● **Problema**:
Riscrivi il brano sulla mano robot in silicone, partendo da "I robot hanno" e proseguendo fino a "cadere o schiacciarli.", e sostituisci "delicatezza" con "sensibilità".

● **Brano del documento**:
------------------------

I robot hanno una vastissima gamma di “punti forti” ma la delicatezza tradizionalmente non configura tra di essi. Dita ed arti rigidi rendono difficile afferrare, tenere e manipolare una serie di oggetti di uso quotidiano, senza correre il rischio di farli cadere o schiacciarli.
Partendo da questa semplice constatazione, i ricercatori del MIT CSAIL – Computer Science And Artificial Intelligence Laboratory – hanno scoperto che la soluzione può essere quella di rivolgersi a una sostanza più comunemente conosciuta con il nome di “Silly Putty“: silicone.
Grazie all’uso, ormai comune, di una stampante 3D, gli scienziati sono stati in grado di ricreare una Mano Robot realizzata in silicone capace di sollevare oggetti fragili ed estremamente sottili come ad esempio un uovo ed un CD. La Mano Robot, fatta di materiali convenzionali come silicone, carta e fibre, può anche raccogliere – come si vede in video – manufatti vari come una palla da tennis, un cubo di Rubik ed un peluche. Ancora una volta un’insieme di prodotti che sottolineano l’interesse a rendere “delicata” l’interazione.

------------------------

(Dati di localizzazione dei punti)
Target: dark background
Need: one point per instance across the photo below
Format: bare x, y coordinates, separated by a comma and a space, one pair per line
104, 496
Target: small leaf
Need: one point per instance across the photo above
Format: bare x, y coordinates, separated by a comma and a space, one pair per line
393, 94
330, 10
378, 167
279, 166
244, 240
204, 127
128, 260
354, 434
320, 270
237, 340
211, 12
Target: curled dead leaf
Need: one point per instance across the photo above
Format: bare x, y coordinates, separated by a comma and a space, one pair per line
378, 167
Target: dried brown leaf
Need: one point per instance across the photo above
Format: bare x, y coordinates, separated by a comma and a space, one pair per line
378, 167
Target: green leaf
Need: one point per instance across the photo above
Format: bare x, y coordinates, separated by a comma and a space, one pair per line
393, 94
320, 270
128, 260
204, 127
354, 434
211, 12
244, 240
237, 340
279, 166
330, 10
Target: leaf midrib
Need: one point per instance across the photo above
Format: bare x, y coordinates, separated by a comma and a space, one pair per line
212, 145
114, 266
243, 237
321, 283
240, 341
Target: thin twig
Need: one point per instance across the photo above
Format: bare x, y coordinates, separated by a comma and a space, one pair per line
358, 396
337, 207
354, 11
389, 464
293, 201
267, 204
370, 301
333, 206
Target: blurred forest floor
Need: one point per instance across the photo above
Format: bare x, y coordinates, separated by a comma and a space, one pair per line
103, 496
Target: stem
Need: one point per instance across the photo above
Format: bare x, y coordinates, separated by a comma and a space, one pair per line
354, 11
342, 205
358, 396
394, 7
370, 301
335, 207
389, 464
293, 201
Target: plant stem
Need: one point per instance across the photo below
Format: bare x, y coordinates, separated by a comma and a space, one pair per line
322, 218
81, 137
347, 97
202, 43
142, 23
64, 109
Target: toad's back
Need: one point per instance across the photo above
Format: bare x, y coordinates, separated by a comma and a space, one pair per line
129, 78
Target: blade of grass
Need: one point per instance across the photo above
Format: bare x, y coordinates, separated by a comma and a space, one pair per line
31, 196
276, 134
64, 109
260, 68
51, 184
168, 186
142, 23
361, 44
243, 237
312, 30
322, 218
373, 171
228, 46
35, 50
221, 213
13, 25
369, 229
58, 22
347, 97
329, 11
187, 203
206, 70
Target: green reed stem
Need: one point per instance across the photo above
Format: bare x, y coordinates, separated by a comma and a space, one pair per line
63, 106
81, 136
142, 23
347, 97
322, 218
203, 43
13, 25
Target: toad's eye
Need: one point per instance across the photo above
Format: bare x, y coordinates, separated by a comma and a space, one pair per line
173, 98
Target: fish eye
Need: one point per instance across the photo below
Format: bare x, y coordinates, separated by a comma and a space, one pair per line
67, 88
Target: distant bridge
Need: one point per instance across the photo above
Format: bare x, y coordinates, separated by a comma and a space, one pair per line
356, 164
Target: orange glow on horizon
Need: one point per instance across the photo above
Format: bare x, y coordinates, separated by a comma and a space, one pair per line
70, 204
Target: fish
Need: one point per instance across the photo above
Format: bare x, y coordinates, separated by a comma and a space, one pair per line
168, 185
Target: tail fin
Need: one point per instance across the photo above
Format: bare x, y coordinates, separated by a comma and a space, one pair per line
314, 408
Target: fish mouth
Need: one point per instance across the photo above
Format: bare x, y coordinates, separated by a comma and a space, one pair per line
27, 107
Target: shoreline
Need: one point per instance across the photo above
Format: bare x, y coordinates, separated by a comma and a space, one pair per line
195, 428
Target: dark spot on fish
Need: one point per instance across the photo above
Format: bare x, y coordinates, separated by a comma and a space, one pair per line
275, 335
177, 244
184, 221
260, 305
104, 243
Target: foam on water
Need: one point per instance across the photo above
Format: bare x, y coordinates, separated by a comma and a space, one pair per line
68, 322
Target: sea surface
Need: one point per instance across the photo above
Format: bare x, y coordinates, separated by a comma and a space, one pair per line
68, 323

------------------------

● **Soluzione**:
I robot hanno una vastissima gamma di “punti forti” ma la sensibilità tradizionalmente non configura tra di essi. Dita ed arti rigidi rendono difficile afferrare, tenere e manipolare una serie di oggetti di uso quotidiano, senza correre il rischio di farli cadere o schiacciarli.